[START EXTRACTED DATA]

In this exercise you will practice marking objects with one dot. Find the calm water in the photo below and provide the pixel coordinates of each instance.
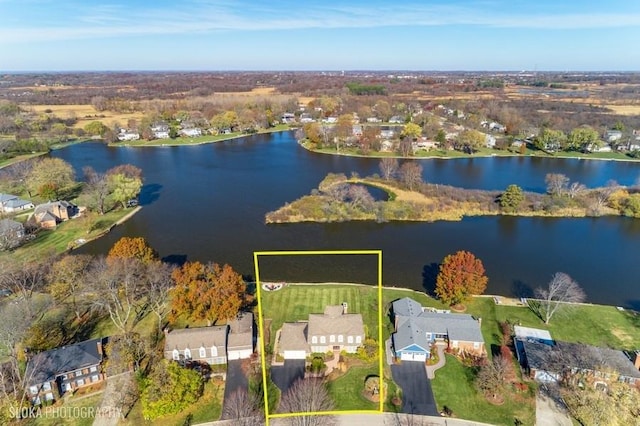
(208, 203)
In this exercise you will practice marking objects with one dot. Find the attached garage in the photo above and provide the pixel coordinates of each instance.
(413, 356)
(295, 355)
(239, 354)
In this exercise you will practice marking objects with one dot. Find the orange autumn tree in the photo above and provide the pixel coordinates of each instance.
(207, 292)
(461, 275)
(133, 248)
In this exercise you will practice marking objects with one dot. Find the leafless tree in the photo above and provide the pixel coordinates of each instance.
(562, 290)
(158, 282)
(243, 409)
(118, 289)
(575, 189)
(388, 167)
(97, 188)
(411, 174)
(304, 396)
(557, 183)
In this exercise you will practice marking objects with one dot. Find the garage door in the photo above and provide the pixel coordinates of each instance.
(412, 356)
(295, 354)
(241, 354)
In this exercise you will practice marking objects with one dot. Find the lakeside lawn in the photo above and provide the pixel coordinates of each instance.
(454, 387)
(61, 239)
(296, 302)
(597, 325)
(207, 409)
(197, 140)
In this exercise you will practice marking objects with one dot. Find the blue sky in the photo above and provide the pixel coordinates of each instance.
(492, 35)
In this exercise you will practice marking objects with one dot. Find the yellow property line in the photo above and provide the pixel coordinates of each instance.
(263, 360)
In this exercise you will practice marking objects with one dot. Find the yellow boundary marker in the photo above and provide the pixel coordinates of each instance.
(256, 256)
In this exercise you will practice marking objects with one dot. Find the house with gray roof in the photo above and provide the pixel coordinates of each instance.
(10, 203)
(551, 361)
(51, 374)
(202, 344)
(334, 330)
(418, 328)
(212, 345)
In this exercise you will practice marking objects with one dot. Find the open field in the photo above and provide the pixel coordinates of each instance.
(296, 302)
(86, 114)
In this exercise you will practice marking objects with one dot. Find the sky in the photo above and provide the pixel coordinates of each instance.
(419, 35)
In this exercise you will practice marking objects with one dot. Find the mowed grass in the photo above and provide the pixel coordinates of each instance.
(296, 302)
(346, 390)
(56, 241)
(454, 387)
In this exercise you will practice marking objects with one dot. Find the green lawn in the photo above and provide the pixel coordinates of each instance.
(296, 302)
(596, 325)
(57, 241)
(207, 409)
(453, 387)
(77, 412)
(346, 390)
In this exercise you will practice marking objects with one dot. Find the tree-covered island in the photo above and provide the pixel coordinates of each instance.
(340, 198)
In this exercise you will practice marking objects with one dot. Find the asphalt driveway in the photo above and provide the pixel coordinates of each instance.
(284, 375)
(417, 395)
(236, 379)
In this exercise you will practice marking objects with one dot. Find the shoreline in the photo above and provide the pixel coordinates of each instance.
(502, 154)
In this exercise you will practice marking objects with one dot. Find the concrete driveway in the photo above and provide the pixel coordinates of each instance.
(417, 395)
(236, 379)
(284, 375)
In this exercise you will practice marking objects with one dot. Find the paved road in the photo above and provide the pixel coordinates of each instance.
(284, 376)
(416, 389)
(236, 379)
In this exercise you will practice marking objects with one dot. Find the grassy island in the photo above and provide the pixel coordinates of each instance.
(339, 198)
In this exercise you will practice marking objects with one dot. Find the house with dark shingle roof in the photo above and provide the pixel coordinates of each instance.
(417, 329)
(212, 345)
(51, 374)
(333, 330)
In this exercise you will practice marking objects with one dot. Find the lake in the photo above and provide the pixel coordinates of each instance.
(208, 202)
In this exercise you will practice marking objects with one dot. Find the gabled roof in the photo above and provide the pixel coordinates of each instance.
(334, 321)
(406, 307)
(410, 333)
(293, 337)
(241, 332)
(195, 338)
(45, 366)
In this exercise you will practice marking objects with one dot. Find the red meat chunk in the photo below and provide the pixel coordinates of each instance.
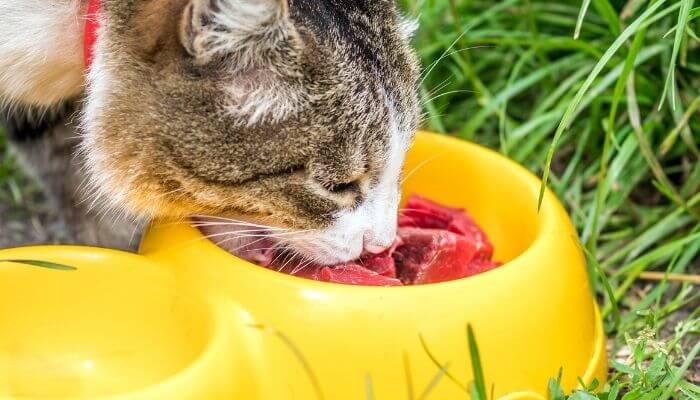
(423, 213)
(435, 243)
(431, 255)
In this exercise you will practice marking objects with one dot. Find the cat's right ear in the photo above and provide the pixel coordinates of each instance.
(250, 31)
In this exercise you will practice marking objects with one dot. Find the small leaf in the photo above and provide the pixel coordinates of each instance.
(43, 264)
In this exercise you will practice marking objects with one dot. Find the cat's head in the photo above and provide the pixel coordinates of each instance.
(295, 114)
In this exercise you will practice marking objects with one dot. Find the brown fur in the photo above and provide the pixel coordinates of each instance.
(169, 140)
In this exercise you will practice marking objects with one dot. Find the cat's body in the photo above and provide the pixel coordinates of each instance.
(294, 115)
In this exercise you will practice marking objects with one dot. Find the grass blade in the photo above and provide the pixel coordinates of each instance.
(43, 264)
(479, 384)
(573, 106)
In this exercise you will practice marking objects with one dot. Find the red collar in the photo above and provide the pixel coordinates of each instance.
(91, 25)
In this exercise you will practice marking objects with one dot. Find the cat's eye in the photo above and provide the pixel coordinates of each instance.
(339, 188)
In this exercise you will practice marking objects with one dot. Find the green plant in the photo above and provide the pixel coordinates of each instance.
(602, 99)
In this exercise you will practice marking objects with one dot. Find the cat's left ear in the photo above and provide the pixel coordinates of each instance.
(253, 32)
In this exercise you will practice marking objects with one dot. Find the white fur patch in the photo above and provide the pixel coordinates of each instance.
(41, 56)
(105, 191)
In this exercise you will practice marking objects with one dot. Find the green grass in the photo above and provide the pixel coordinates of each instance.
(602, 98)
(610, 119)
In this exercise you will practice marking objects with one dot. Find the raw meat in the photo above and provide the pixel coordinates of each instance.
(434, 243)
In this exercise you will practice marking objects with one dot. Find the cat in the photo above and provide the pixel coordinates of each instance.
(288, 115)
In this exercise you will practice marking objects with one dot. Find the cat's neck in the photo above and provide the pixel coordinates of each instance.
(41, 54)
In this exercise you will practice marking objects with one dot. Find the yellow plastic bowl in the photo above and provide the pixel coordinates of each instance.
(187, 320)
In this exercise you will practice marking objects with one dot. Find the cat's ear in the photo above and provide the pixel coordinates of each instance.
(251, 31)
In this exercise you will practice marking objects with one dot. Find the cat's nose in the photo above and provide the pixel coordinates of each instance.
(375, 245)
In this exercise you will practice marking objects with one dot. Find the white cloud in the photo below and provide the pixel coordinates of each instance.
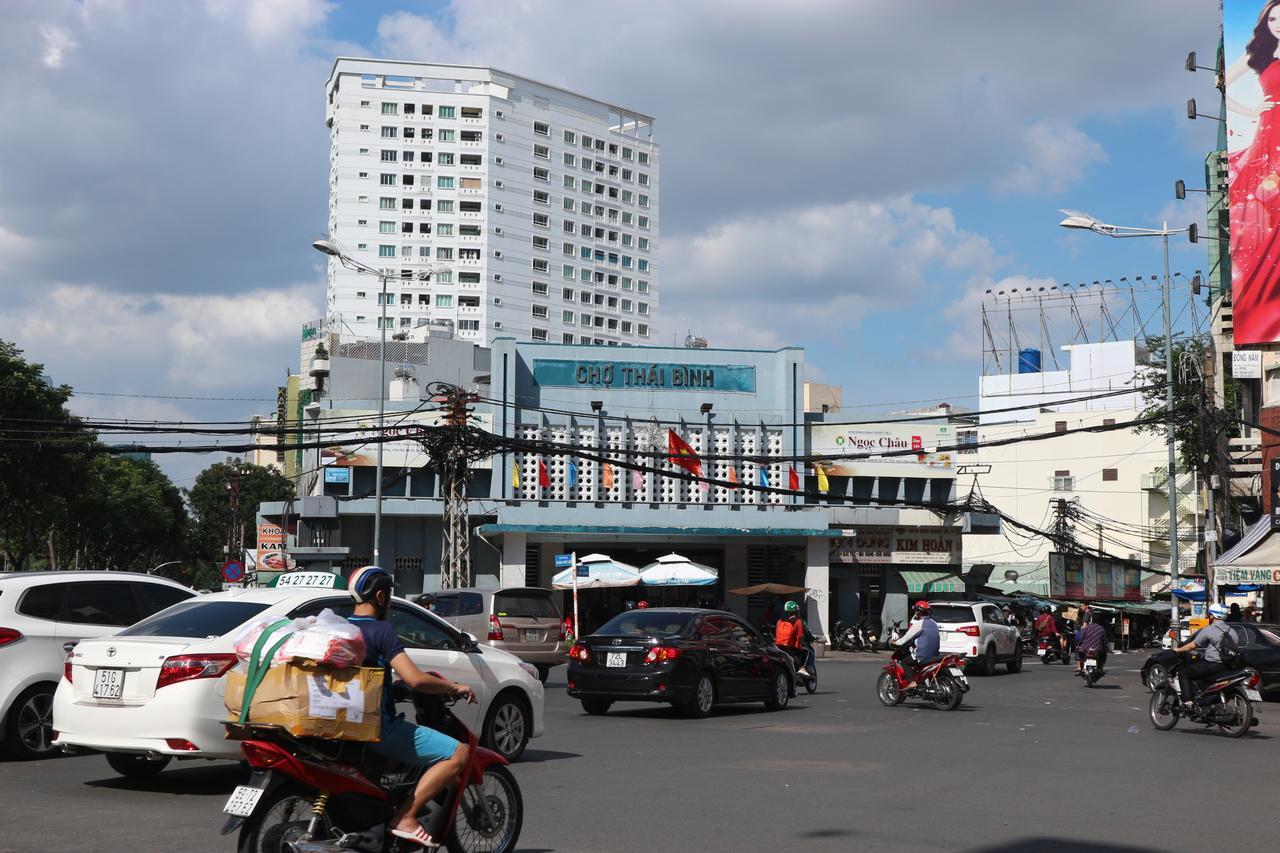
(1054, 155)
(58, 41)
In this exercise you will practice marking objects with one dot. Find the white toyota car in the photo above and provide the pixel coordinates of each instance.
(155, 690)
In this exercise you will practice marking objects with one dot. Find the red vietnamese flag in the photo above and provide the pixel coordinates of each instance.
(681, 455)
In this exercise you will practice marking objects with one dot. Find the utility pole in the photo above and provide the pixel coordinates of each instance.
(453, 463)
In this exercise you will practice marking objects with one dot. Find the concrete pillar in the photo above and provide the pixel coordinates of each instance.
(735, 576)
(512, 560)
(817, 578)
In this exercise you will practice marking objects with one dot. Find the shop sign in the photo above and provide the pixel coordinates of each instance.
(897, 546)
(1247, 575)
(644, 374)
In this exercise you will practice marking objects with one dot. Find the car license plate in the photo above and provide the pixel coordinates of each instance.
(242, 801)
(109, 684)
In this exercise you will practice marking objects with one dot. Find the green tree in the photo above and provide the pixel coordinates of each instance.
(213, 523)
(44, 452)
(129, 515)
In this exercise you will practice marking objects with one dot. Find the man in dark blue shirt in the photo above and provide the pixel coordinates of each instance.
(446, 757)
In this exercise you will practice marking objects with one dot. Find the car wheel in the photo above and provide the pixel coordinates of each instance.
(781, 692)
(703, 701)
(506, 729)
(133, 766)
(988, 661)
(30, 730)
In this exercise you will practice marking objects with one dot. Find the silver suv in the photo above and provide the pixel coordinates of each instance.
(42, 616)
(977, 630)
(520, 620)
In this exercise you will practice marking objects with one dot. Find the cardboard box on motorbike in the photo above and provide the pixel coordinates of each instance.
(305, 697)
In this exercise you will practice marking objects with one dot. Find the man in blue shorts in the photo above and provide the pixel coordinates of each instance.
(446, 757)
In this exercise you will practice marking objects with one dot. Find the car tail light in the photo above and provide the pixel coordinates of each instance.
(661, 655)
(261, 757)
(184, 667)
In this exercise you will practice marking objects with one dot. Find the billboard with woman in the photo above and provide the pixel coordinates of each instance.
(1251, 31)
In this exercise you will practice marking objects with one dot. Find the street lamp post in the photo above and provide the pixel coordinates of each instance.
(1077, 219)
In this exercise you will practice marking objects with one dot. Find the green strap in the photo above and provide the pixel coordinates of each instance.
(259, 664)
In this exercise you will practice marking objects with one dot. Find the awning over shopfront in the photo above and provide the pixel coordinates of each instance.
(932, 582)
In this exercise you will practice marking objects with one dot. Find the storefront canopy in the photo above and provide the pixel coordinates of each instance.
(932, 582)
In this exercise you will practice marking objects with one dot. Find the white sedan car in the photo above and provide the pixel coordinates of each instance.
(156, 690)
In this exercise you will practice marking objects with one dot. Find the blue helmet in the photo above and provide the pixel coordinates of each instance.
(366, 582)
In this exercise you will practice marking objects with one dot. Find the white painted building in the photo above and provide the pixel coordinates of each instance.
(534, 209)
(1118, 479)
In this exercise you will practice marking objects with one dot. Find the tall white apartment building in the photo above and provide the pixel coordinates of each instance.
(534, 209)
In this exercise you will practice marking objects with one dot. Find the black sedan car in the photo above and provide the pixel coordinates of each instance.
(1260, 649)
(691, 658)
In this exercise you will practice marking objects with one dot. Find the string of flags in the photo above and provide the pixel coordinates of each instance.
(681, 455)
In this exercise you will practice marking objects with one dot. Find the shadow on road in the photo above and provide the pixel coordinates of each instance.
(539, 756)
(1059, 844)
(191, 781)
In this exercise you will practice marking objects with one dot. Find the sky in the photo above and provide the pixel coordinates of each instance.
(846, 176)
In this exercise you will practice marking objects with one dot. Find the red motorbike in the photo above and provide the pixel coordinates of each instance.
(941, 682)
(312, 796)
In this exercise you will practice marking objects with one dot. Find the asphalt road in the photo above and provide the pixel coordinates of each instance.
(1029, 762)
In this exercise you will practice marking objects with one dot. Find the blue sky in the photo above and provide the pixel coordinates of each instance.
(846, 176)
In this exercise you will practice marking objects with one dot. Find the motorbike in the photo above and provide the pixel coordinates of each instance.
(1225, 702)
(1050, 649)
(800, 655)
(941, 683)
(1092, 669)
(312, 796)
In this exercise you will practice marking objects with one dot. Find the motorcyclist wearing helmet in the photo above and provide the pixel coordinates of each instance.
(790, 634)
(402, 740)
(923, 633)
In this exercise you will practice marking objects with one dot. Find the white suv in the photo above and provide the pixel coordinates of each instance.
(42, 616)
(978, 632)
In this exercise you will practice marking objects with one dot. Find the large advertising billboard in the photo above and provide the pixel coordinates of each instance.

[END EXTRACTED DATA]

WHAT IS BEING ASKED ▸
Arrange the material from the line with "man in blue" up to and including the line with "(1118, 479)" as a Markdown table with the columns Row and Text, one line per row and blank lines omitted.

EXERCISE SOLUTION ▸
| Row | Text |
|---|---|
| 1 | In this exercise you will practice marking objects with one dot. Find the man in blue shorts in the photo above and provide the pixel coordinates of each instance. |
| 2 | (446, 757) |
| 3 | In this exercise you will practice marking objects with one dot. Find the car tail light in the photo above and provide the pixel coordinates of each instance. |
| 4 | (661, 655) |
| 5 | (261, 757) |
| 6 | (184, 667) |
| 7 | In this exercise you will practice marking objects with one dot. Find the billboard with woman in the photo above and provide the pixel coordinates of each instance. |
| 8 | (1251, 31) |
| 9 | In this exercise you will practice marking objects with one dot. Find the street lamp post in the photo above and provide the pixel coordinates of each instance. |
| 10 | (1077, 219) |
| 11 | In this exercise you will practice marking objects with one dot. Find the green strap in the photo above and provide the pixel coordinates of each instance. |
| 12 | (259, 664) |
| 13 | In this exercise you will practice marking objects with one dot. Find the awning over shopfront in the photo above and provide the pixel coordinates of each instance. |
| 14 | (932, 582) |
| 15 | In this exercise you will practice marking objects with one dot. Find the storefront canopy in the photo above and provide the pixel coordinates of each instance. |
| 16 | (932, 582) |
| 17 | In this exercise you will practice marking objects with one dot. Find the white sedan car in the photo above and provide the pixel coordinates of each instance. |
| 18 | (156, 690) |
| 19 | In this exercise you will practice marking objects with one dot. Find the blue helmet in the photo above and provide the pixel coordinates of each instance. |
| 20 | (366, 582) |
| 21 | In this exercise you will practice marking objects with one dot. Find the white painted building in the photo above and provide the pixel coordinates of each instance. |
| 22 | (534, 209) |
| 23 | (1118, 479) |